Retype the entries word for word, leaving nothing out.

(Data records)
○ ○ ○ ○

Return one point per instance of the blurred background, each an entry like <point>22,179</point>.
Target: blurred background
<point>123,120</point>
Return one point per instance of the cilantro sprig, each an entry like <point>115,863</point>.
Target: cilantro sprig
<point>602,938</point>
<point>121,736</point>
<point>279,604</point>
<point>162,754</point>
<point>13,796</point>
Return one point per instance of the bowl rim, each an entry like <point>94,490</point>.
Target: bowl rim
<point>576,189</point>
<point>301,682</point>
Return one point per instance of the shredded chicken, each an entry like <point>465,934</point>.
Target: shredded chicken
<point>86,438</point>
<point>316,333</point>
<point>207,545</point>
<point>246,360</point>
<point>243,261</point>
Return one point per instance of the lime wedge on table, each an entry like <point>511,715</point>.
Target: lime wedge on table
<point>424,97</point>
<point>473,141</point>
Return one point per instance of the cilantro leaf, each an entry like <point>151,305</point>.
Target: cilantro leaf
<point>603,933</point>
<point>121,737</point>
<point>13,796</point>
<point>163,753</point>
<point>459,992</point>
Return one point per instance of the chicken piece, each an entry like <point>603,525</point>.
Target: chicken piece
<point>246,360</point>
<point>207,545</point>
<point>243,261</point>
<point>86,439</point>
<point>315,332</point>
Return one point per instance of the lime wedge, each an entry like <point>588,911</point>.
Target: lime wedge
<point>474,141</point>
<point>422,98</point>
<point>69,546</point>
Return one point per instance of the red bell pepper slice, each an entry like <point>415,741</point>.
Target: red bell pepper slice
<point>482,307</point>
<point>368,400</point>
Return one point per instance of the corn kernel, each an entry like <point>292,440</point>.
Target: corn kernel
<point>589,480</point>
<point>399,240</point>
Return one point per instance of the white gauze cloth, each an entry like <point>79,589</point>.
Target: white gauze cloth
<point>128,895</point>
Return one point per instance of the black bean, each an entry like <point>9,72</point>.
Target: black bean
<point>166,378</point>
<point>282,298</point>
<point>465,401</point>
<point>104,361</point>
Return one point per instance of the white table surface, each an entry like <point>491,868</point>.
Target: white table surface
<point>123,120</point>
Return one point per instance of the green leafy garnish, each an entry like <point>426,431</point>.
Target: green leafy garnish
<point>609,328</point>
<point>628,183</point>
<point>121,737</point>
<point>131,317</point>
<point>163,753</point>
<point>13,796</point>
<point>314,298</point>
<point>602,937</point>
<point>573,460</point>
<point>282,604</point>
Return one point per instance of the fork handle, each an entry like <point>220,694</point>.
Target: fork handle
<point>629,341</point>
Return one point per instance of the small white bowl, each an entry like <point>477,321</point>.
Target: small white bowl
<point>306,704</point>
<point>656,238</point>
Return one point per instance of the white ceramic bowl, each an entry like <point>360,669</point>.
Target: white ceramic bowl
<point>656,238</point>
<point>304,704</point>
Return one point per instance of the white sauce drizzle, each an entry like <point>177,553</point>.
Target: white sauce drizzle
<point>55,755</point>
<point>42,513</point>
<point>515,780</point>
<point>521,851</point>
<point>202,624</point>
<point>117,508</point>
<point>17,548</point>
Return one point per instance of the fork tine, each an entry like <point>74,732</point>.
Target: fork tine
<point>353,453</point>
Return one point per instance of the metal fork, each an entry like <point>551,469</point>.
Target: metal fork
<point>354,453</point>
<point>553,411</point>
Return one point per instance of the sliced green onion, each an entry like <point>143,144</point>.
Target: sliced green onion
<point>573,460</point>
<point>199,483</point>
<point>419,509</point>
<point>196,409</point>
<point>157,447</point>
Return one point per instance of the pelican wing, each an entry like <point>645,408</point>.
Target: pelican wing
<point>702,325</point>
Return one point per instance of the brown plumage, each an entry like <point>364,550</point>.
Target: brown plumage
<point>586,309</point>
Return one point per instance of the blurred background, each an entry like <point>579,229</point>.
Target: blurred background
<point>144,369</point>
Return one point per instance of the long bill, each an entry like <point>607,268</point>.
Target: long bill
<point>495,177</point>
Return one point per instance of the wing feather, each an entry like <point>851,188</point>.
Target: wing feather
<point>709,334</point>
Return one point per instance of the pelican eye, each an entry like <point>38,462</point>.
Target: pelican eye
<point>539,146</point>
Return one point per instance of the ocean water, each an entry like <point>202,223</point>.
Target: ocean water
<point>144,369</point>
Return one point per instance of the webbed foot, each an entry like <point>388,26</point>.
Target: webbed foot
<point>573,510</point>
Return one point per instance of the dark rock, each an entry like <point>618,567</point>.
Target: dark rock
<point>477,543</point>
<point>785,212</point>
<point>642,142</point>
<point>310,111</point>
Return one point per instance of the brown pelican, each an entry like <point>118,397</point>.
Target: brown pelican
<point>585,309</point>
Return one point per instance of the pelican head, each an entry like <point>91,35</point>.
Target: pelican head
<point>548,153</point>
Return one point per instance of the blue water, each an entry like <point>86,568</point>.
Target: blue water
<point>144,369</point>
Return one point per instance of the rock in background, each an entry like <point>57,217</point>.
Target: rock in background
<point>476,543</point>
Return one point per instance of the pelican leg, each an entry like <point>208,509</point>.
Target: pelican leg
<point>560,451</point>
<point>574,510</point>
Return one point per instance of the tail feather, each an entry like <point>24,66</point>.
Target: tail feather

○ ○ ○ ○

• _Finished exercise_:
Return one point per instance of the blurred background, each an entry like <point>22,179</point>.
Target: blurred background
<point>123,120</point>
Return one point per instance of the cilantro sprig, each an entry like <point>115,863</point>.
Target: cilantro sprig
<point>602,938</point>
<point>121,736</point>
<point>279,604</point>
<point>162,754</point>
<point>13,796</point>
Return one point per instance of the bowl rim, each an entry like <point>94,490</point>.
Target: bowl rim
<point>576,189</point>
<point>301,682</point>
Return one point per instance of the shredded chicken, each an entry like <point>465,934</point>.
Target: shredded chicken
<point>86,438</point>
<point>316,333</point>
<point>207,545</point>
<point>246,360</point>
<point>243,261</point>
Return one point per instance of the lime wedge on table, each an entry like <point>511,715</point>.
Target: lime wedge on table
<point>424,97</point>
<point>473,141</point>
Return one point per instance of the cilantro leaf, each an entry like <point>151,305</point>.
Target: cilantro leaf
<point>603,933</point>
<point>121,737</point>
<point>13,796</point>
<point>163,753</point>
<point>459,992</point>
Return one point per instance of the chicken piece, each an entry like <point>603,525</point>.
Target: chicken piece
<point>246,360</point>
<point>207,545</point>
<point>243,261</point>
<point>86,439</point>
<point>315,332</point>
Return one point per instance of the lime wedge, each an entry like <point>588,911</point>.
Target: lime wedge
<point>474,141</point>
<point>422,98</point>
<point>69,546</point>
Return one point per instance of the red bell pepper slice, each an entry like <point>415,741</point>.
Target: red bell pepper slice
<point>482,307</point>
<point>368,400</point>
Return one point per instance of the corn kernel, each an entry like <point>292,440</point>.
Target: corn kernel
<point>589,480</point>
<point>399,240</point>
Return one point per instance of the white gauze cloth, each an entry like <point>79,589</point>.
Target: white gauze cloth
<point>128,895</point>
Return one point per instance of the black bean, each an entry like <point>9,72</point>.
Target: black bean
<point>166,378</point>
<point>282,298</point>
<point>465,401</point>
<point>104,361</point>
Return one point per instance of the white table surface, each an entry like <point>491,868</point>.
Target: white table surface
<point>123,120</point>
Return one point per instance of the green leafy garnish, each an entry like <point>426,431</point>.
Target: green leafy garnish
<point>609,328</point>
<point>628,183</point>
<point>121,737</point>
<point>131,317</point>
<point>163,753</point>
<point>13,796</point>
<point>314,298</point>
<point>602,937</point>
<point>573,460</point>
<point>282,604</point>
Return one point per instance of the fork handle, each an entry like <point>220,694</point>.
Target: fork handle
<point>629,341</point>
Return one point per instance of the small white bowl, each an entry like <point>477,321</point>.
Target: small white bowl
<point>306,704</point>
<point>656,238</point>
Return one point per instance of the white ceramic bowl, each an entry like <point>360,669</point>.
Target: white ceramic bowl
<point>656,238</point>
<point>304,704</point>
Return one point per instance of the white sauce drizzle, each an entry like <point>177,553</point>.
Target: white sauce drizzle
<point>55,755</point>
<point>42,513</point>
<point>515,780</point>
<point>521,851</point>
<point>202,624</point>
<point>117,508</point>
<point>17,548</point>
Return one point per instance of the fork tine, each an entry like <point>74,732</point>.
Target: fork tine
<point>353,453</point>
Return one point per instance of the metal fork, each an entry like <point>551,469</point>.
Target: metal fork
<point>354,453</point>
<point>553,411</point>
Return one point per instance of the sliced green onion, each an entry like <point>143,144</point>.
Target: sliced green onion
<point>573,460</point>
<point>199,483</point>
<point>419,509</point>
<point>196,409</point>
<point>157,447</point>
Return one point per instance of the pelican wing, each an entry like <point>645,408</point>.
Target: pelican wing
<point>702,325</point>
Return one point per instance of the brown plumage, each an entry like <point>364,550</point>.
Target: brown plumage
<point>586,309</point>
Return one point per instance of the blurred background, each an entry like <point>579,229</point>.
Target: blurred background
<point>144,369</point>
Return one point per instance of the long bill, each an entry like <point>607,268</point>.
Target: long bill
<point>495,177</point>
Return one point per instance of the wing feather, each an entry like <point>851,188</point>.
Target: wing feather
<point>709,334</point>
Return one point per instance of the pelican eye, each an entry like <point>38,462</point>.
Target: pelican eye
<point>539,146</point>
Return one point per instance of the ocean water, each an entry like <point>202,223</point>.
Target: ocean water
<point>144,369</point>
Return one point per instance of the webbed foot, each an entry like <point>388,26</point>.
Target: webbed foot
<point>573,510</point>
Return one point per instance of the dark rock, each an entry like <point>618,567</point>.
Target: dark rock
<point>477,543</point>
<point>785,212</point>
<point>642,142</point>
<point>310,111</point>
Return one point per instance of the brown pelican, each an entry like <point>118,397</point>.
Target: brown pelican
<point>585,309</point>
Return one point per instance of the pelican head, each an entry like <point>91,35</point>.
Target: pelican head
<point>548,153</point>
Return one point per instance of the blue water, each an entry like <point>86,568</point>.
Target: blue water
<point>144,369</point>
Return one point per instance of the rock in background, each an entry like <point>57,217</point>.
Target: rock in background
<point>476,543</point>
Return one point per instance of the pelican leg, each an entry like <point>208,509</point>.
Target: pelican leg
<point>560,451</point>
<point>574,510</point>
Return one point per instance of the tail feather, each an entry like <point>24,66</point>.
Target: tail feather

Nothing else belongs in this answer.